Supplied entries —
:::

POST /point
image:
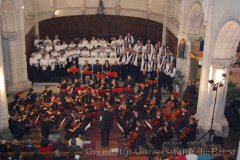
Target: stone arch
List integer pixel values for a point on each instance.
(227, 40)
(195, 20)
(7, 16)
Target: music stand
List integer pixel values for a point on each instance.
(215, 87)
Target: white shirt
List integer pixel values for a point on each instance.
(94, 54)
(52, 62)
(72, 45)
(48, 48)
(76, 53)
(80, 45)
(85, 54)
(33, 61)
(191, 156)
(44, 64)
(36, 42)
(64, 46)
(130, 39)
(69, 55)
(120, 41)
(62, 61)
(38, 56)
(58, 48)
(89, 46)
(171, 71)
(102, 55)
(55, 42)
(113, 54)
(55, 54)
(46, 41)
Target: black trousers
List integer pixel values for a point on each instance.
(105, 133)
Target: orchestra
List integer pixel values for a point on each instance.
(130, 90)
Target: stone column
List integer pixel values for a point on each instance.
(211, 70)
(165, 19)
(4, 131)
(15, 52)
(36, 17)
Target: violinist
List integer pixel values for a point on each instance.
(86, 67)
(106, 122)
(188, 133)
(173, 99)
(138, 136)
(63, 86)
(76, 84)
(129, 82)
(31, 97)
(71, 129)
(46, 126)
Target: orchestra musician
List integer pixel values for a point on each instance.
(106, 122)
(86, 67)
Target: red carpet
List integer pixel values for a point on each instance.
(93, 135)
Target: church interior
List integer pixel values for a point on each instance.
(119, 79)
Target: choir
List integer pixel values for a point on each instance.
(141, 61)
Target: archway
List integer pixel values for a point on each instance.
(7, 25)
(224, 52)
(8, 19)
(195, 30)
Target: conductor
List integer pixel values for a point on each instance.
(106, 121)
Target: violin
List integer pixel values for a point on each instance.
(133, 136)
(185, 132)
(175, 114)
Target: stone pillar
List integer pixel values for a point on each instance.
(211, 70)
(165, 19)
(4, 131)
(36, 17)
(14, 54)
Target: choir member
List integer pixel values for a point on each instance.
(64, 45)
(37, 40)
(129, 38)
(69, 55)
(97, 68)
(49, 47)
(72, 45)
(85, 53)
(123, 60)
(56, 40)
(62, 62)
(94, 53)
(86, 67)
(34, 66)
(120, 40)
(118, 50)
(44, 63)
(58, 46)
(46, 41)
(80, 45)
(108, 51)
(163, 77)
(113, 53)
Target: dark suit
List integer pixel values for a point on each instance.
(106, 125)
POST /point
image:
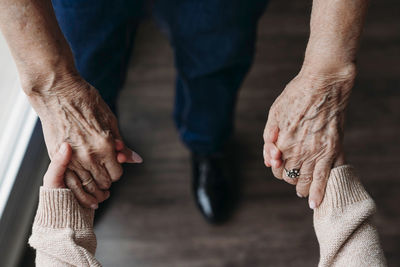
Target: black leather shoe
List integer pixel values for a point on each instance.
(213, 187)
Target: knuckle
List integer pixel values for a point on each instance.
(90, 188)
(319, 176)
(72, 183)
(118, 173)
(104, 184)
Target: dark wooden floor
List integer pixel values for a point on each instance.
(151, 219)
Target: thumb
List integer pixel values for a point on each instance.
(54, 177)
(271, 131)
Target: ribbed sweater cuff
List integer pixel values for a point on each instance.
(343, 189)
(58, 208)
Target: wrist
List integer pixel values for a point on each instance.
(328, 70)
(41, 78)
(50, 91)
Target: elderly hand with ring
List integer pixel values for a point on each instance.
(303, 134)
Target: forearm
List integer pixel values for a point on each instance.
(335, 31)
(37, 44)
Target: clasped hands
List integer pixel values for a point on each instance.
(72, 112)
(304, 130)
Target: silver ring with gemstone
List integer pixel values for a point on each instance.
(293, 173)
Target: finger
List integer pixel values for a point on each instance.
(113, 168)
(320, 178)
(103, 181)
(86, 200)
(54, 177)
(271, 132)
(128, 156)
(272, 151)
(277, 171)
(99, 172)
(95, 191)
(267, 159)
(119, 145)
(305, 179)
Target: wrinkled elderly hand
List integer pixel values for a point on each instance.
(72, 111)
(305, 129)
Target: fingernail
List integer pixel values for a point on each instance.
(63, 148)
(275, 163)
(136, 157)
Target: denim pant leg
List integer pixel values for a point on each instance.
(214, 45)
(100, 34)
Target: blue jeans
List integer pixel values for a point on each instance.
(213, 42)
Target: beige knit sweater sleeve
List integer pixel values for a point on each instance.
(343, 226)
(62, 232)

:::

Make an exact copy of the records shown above, without the pictures.

Answer to this problem —
POST /point
image:
Target: stone arch
List integer pixel values for a point on each instance.
(227, 40)
(195, 20)
(7, 16)
Target: music stand
List integer pixel values for a point on each instance.
(215, 87)
Target: white shirt
List integer pixel values for a point on each instance.
(94, 54)
(52, 62)
(72, 45)
(48, 48)
(76, 53)
(80, 45)
(85, 54)
(33, 61)
(191, 156)
(44, 64)
(36, 42)
(64, 46)
(130, 39)
(69, 55)
(120, 41)
(62, 61)
(38, 56)
(58, 48)
(89, 46)
(171, 71)
(102, 55)
(55, 42)
(113, 54)
(55, 54)
(46, 41)
Target: black trousers
List integer pixel values for a point on each instance.
(105, 133)
Target: orchestra
List integer pixel values for a point on each instance.
(130, 90)
Target: stone column
List integer pixel values for a point on each instance.
(211, 70)
(165, 19)
(4, 131)
(15, 52)
(36, 17)
Target: violinist
List integer pixel values for a point on each instance.
(86, 67)
(106, 122)
(188, 133)
(173, 99)
(138, 136)
(63, 86)
(76, 84)
(129, 82)
(31, 97)
(71, 129)
(46, 126)
Target: orchestra musician
List integer pixel values for a point on each instance.
(106, 122)
(86, 67)
Target: red carpet
List integer pixel values for a point on each instance.
(93, 135)
Target: church interior
List integer pixel values for a point on each instance.
(119, 79)
Target: choir
List integer pixel values for a point on each instance.
(141, 61)
Target: archway
List integer pixel values for a point on each instance.
(7, 25)
(224, 52)
(8, 19)
(195, 30)
Target: conductor
List integer pixel values for a point on each instance.
(106, 121)
Target: violin
List integer pixel values for a point on each instance.
(133, 136)
(185, 132)
(175, 114)
Target: stone pillar
List integer pixel values for a point on each instance.
(211, 70)
(165, 19)
(4, 131)
(36, 17)
(14, 54)
Target: choir member
List integer pixel values for a point on each instance.
(64, 45)
(37, 40)
(129, 38)
(69, 55)
(97, 68)
(49, 47)
(72, 45)
(85, 53)
(123, 60)
(56, 40)
(62, 62)
(94, 53)
(86, 67)
(34, 66)
(120, 40)
(118, 50)
(44, 63)
(58, 46)
(46, 41)
(80, 45)
(108, 51)
(163, 77)
(113, 53)
Target: dark suit
List integer pixel values for a point on each instance.
(106, 125)
POST /point
image:
Target: black leather shoe
List integer pixel values for a point on each instance.
(213, 187)
Target: knuckle
List integer pixel values for a point on each instance.
(90, 188)
(319, 176)
(72, 183)
(118, 173)
(104, 184)
Target: dark wooden floor
List integer pixel values for a point on each instance.
(151, 219)
Target: thumb
List integer pixel values for a point on each instance.
(54, 177)
(271, 131)
Target: ribbed sweater cuff
List integer pixel values for a point on each instance.
(343, 189)
(58, 208)
Target: wrist
List integer pixel values for a point on each instance.
(328, 70)
(41, 78)
(50, 91)
Target: elderly hand with ring
List integer pixel values for a point on each instance.
(303, 134)
Target: forearm
List integer pixel values for a point on each instance.
(335, 31)
(37, 44)
Target: clasped hands
List integer pixel values for a point on each instance.
(72, 112)
(304, 130)
Target: silver ring with gemstone
List integer pixel values for a point on each instance.
(293, 173)
Target: finger
List integer pixel values for a point on each instance.
(113, 168)
(320, 178)
(103, 181)
(86, 200)
(54, 177)
(271, 132)
(128, 156)
(272, 151)
(277, 171)
(99, 172)
(95, 191)
(267, 159)
(119, 145)
(305, 179)
Target: wrinkled elderly hand
List integer pixel values for a point on each instance.
(72, 111)
(305, 129)
Target: fingernail
List integer pixel values for a point on each instance.
(63, 148)
(275, 163)
(136, 157)
Target: denim pant leg
List integer pixel values for a point on each instance.
(214, 45)
(100, 34)
Target: blue jeans
List integer pixel values for a point on each instance.
(213, 42)
Target: beige knit sweater sleeve
List integer pixel values for a point on each instance.
(343, 226)
(62, 232)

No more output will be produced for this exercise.